### WHAT TO WORK ON
Please reproduce the whole forum thread about getting into G, word for word.

### PASSAGE GIVEN
+++++

# Just getting into G



## coasterp (Jul 25, 2010)

Hello everyone. Just getting into G. Building a layout in my basement which is 25' x 41' Right now plans are for around the wall but may be altered. Going to be running two axel or very small 4 axle cars and engines. I need switches though, which is why I'm writing here. I tried posting a wanted listing in the classifieds but could not see where to do it. Can someone offer some assistance.

Thanks,
Phil Kaiser


----------



## chuck n (Jan 2, 2008)

Phil:

I think that you have to become a first class member to post in the classifieds. You also need to be a first class member to store pictures on the MLS server. There are other advantages to joining as well.


Chuck


----------



## Treeman (Jan 6, 2008)

Phil, you may want to consider TrainLi's R-2. High quality, small radius.


----------



## coasterp (Jul 25, 2010)

I'm aware of them. How does the R2 compare to LGB's small 1200 series switches as far as radius? Also, kind of hard to tell from the pictures but do the ties match lgb and others euro ties?


----------



## chuck n (Jan 2, 2008)

R2 is LGB's 1500 series of curved track. The diameter is about 5'. LGB did not make R2 switches. For many years they made just R1 (4' diameter)and R3 (8'diameter). Shortly before they crashed and burned they came out with the 18000 series. Those curves are about 17' diameter. 

The 1200 series is R1, 2' radius, 4' diameter. 


Chuck N 


Unless you are planning to forever use only short wheel base engines and cars, you might think about using wider radius curves throughout your layout. You can run the short stuff on any curves, but if in the future you decide to get some longer engines and cars, you will have to replace all of the curves and switches. My recommendation would be to go with the equivalent of the LGB 1600 curves as a minimum.

+++++

### EXTRACTED MATERIAL
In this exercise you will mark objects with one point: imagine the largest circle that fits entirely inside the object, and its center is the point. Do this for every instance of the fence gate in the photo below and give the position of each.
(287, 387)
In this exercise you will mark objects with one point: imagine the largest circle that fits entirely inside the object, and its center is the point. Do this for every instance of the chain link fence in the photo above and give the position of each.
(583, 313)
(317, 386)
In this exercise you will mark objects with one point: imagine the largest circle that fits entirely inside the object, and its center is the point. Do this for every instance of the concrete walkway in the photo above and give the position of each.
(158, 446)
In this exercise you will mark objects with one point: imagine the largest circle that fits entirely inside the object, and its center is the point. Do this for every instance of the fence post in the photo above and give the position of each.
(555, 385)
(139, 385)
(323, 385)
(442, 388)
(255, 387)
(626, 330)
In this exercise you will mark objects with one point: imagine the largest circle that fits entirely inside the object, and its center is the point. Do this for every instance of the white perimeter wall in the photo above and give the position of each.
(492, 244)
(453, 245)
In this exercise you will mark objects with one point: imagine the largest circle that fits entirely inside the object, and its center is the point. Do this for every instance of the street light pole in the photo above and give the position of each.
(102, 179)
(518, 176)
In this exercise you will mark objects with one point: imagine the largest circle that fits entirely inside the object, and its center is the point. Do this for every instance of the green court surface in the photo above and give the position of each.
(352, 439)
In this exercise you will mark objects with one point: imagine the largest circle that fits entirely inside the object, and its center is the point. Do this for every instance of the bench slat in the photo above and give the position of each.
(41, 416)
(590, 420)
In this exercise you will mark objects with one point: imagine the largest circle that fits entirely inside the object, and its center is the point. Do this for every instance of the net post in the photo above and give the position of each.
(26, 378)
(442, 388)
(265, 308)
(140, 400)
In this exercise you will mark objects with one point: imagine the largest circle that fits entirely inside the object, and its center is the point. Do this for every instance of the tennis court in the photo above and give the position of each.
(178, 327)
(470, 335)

+++++

### REPLY
# Just getting into G



## coasterp (Jul 25, 2010)

Hello everyone. Just getting into G. Building a layout in my basement which is 25' x 41' Right now plans are for around the wall but may be altered. Going to be running two axel or very small 4 axle cars and engines. I need switches though, which is why I'm writing here. I tried posting a wanted listing in the classifieds but could not see where to do it. Can someone offer some assistance.

Thanks,
Phil Kaiser


----------



## chuck n (Jan 2, 2008)

Phil:

I think that you have to become a first class member to post in the classifieds. You also need to be a first class member to store pictures on the MLS server. There are other advantages to joining as well.


Chuck


----------



## Treeman (Jan 6, 2008)

Phil, you may want to consider TrainLi's R-2. High quality, small radius.


----------



## coasterp (Jul 25, 2010)

I'm aware of them. How does the R2 compare to LGB's small 1200 series switches as far as radius? Also, kind of hard to tell from the pictures but do the ties match lgb and others euro ties?


----------



## chuck n (Jan 2, 2008)

R2 is LGB's 1500 series of curved track. The diameter is about 5'. LGB did not make R2 switches. For many years they made just R1 (4' diameter)and R3 (8'diameter). Shortly before they crashed and burned they came out with the 18000 series. Those curves are about 17' diameter. 

The 1200 series is R1, 2' radius, 4' diameter. 


Chuck N 


Unless you are planning to forever use only short wheel base engines and cars, you might think about using wider radius curves throughout your layout. You can run the short stuff on any curves, but if in the future you decide to get some longer engines and cars, you will have to replace all of the curves and switches. My recommendation would be to go with the equivalent of the LGB 1600 curves as a minimum.